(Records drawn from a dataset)
..........
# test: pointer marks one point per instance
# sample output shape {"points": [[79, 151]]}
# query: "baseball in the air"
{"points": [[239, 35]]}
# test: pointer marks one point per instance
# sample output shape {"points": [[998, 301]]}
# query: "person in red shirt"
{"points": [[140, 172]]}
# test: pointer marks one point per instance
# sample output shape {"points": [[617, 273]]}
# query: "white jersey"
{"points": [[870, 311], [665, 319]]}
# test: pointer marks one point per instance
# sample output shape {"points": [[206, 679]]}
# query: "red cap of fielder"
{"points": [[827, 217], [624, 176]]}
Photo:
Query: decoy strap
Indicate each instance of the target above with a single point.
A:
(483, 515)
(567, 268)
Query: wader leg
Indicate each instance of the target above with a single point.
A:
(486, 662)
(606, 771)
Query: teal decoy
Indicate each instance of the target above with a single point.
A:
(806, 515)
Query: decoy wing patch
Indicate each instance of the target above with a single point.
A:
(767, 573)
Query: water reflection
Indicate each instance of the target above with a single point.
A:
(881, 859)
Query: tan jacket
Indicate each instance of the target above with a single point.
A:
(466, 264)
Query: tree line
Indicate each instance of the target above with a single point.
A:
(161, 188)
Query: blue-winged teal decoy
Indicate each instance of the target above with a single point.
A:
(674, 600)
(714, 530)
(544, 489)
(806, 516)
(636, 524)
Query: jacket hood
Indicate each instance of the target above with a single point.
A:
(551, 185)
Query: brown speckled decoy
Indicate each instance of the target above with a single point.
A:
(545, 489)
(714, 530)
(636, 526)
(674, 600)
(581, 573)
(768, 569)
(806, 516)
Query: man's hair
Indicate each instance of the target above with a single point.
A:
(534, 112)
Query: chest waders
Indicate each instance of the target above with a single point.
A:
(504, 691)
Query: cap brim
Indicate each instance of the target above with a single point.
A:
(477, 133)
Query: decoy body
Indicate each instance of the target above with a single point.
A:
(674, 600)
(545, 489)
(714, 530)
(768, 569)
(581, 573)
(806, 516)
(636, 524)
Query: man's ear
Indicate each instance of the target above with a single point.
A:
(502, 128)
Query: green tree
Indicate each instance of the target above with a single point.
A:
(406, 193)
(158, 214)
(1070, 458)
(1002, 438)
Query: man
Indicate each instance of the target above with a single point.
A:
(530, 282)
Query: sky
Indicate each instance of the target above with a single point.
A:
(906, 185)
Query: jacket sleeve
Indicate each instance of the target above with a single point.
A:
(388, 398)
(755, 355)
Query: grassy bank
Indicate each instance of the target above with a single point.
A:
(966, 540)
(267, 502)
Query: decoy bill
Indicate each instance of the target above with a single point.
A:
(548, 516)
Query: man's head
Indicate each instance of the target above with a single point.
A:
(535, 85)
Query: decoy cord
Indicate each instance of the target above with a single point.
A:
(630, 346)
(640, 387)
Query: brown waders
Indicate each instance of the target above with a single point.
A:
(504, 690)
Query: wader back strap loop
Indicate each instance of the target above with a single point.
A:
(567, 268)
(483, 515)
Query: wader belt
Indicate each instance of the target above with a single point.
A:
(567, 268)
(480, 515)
..........
An exact copy of every entry above is the expected answer.

§ **Finished exercise**:
# test: pointer marks one point per instance
# sample output shape {"points": [[79, 151]]}
# query: "baseball in the air"
{"points": [[239, 35]]}
# test: pointer marks one point per instance
# sample output shape {"points": [[998, 301]]}
# query: "person in red shirt"
{"points": [[140, 172]]}
# test: pointer marks one point per instance
# sample output shape {"points": [[617, 273]]}
# query: "white jersey"
{"points": [[870, 311], [665, 319]]}
# test: pointer marks one point per instance
# sample output shape {"points": [[206, 679]]}
# query: "red cap of fielder"
{"points": [[827, 217], [624, 176]]}
Photo:
Query: decoy strap
Indicate each instance of the target above with a single point.
A:
(483, 515)
(567, 268)
Query: wader leg
Indicate each instance of the target above with a single point.
A:
(486, 662)
(606, 771)
Query: teal decoy
Indicate each instance of the target above with a single point.
A:
(806, 515)
Query: decoy wing patch
Indicate each instance of the target above with a single point.
A:
(767, 573)
Query: water reflection
Indicate each instance of the target above with a single point.
A:
(881, 859)
Query: tan jacket
Indicate each instance of the target above with a single point.
A:
(466, 264)
Query: tree line
Indicate each instance of the target above with a single point.
A:
(161, 188)
Query: blue-winged teal decoy
Indicate each instance of the target above with a single point.
A:
(674, 600)
(714, 530)
(544, 489)
(806, 516)
(636, 524)
Query: jacket hood
Indicate each instance of the target above with a single point.
A:
(551, 185)
Query: brown speckled decoy
Indicate each instance of the target above with a single point.
A:
(545, 489)
(714, 530)
(636, 526)
(674, 600)
(581, 573)
(768, 569)
(806, 516)
Query: man's hair
Indicate each instance of the target above with a single point.
A:
(534, 112)
Query: chest waders
Indicate each instance of the target above with a single point.
A:
(504, 691)
Query: cap brim
Indicate each instance of the target above with a single point.
A:
(477, 133)
Query: decoy body
Indicate each instance of the target above with a single point.
A:
(674, 600)
(545, 489)
(714, 530)
(768, 569)
(581, 573)
(806, 516)
(636, 524)
Query: man's ear
Indicate each instance of the target above with a single point.
A:
(502, 128)
Query: green tree
Indicate each instance of the target above with a single point.
A:
(406, 193)
(158, 214)
(1070, 458)
(1002, 438)
Query: man
Indicate each instance of the target above with a single point.
A:
(530, 282)
Query: sky
Indicate each instance of the target above with a single point.
A:
(906, 185)
Query: jacket sleeve
Indicate each instance of the target above with a single point.
A:
(388, 398)
(755, 355)
Query: grassy bank
Indicate each instance of the target above with a single point.
A:
(966, 540)
(267, 502)
Query: decoy bill
Indicate each instance of the target above with a single point.
A:
(548, 516)
Query: man's head
Indicate each instance of the target above with a single point.
A:
(535, 85)
Query: decoy cord
Indicate each instance of the target above with a single point.
A:
(630, 346)
(640, 387)
Query: brown waders
Indicate each instance of the target above with a single point.
A:
(504, 690)
Query: wader back strap loop
Indicate each instance of the target above with a single point.
A:
(567, 268)
(483, 515)
Query: wader belt
Indicate each instance of the target above with a single point.
A:
(567, 268)
(480, 515)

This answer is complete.